| EXERCISE REQUIREMENTS |
Examine each line of the data. Copy those that contain the string "windmill".

DATA TO EXAMINE Start Marker

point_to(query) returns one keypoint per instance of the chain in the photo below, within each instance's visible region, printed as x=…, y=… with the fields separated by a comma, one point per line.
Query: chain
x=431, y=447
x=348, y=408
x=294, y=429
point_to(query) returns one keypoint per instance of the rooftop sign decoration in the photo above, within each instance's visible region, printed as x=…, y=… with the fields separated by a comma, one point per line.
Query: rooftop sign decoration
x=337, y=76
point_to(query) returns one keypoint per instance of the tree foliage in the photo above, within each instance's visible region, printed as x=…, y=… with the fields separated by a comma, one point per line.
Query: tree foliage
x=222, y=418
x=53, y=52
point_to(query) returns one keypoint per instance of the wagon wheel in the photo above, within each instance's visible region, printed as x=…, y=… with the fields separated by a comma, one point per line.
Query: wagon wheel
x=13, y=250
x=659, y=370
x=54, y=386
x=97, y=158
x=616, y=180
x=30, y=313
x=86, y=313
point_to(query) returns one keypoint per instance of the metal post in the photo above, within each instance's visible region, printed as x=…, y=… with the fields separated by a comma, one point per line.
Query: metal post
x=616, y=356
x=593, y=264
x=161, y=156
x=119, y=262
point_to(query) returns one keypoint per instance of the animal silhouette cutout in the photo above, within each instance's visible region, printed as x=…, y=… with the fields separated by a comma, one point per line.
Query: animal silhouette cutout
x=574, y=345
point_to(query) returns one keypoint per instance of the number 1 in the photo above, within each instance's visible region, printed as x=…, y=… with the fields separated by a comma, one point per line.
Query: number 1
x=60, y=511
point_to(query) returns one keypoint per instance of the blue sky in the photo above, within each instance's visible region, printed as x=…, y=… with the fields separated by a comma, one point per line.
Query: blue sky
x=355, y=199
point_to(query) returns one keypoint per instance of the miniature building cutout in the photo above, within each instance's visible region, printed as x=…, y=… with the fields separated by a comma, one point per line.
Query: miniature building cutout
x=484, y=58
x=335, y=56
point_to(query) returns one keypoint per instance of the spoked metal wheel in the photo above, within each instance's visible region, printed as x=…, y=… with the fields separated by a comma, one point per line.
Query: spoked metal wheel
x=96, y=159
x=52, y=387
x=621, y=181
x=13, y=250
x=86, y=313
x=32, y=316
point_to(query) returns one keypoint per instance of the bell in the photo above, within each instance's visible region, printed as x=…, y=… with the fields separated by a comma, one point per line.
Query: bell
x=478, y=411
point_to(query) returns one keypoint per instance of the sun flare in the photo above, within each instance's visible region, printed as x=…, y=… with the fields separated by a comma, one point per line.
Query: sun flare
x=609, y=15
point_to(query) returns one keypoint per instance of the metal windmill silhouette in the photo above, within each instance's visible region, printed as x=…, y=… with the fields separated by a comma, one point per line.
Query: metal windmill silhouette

DATA TO EXAMINE End Marker

| TASK ANSWER |
point_to(query) returns one keypoint per instance of the metal windmill silhouette in the photo above, within each instance's visible region, printed as x=…, y=… with the fields separated by a comma, one point per line.
Query: metal windmill silhouette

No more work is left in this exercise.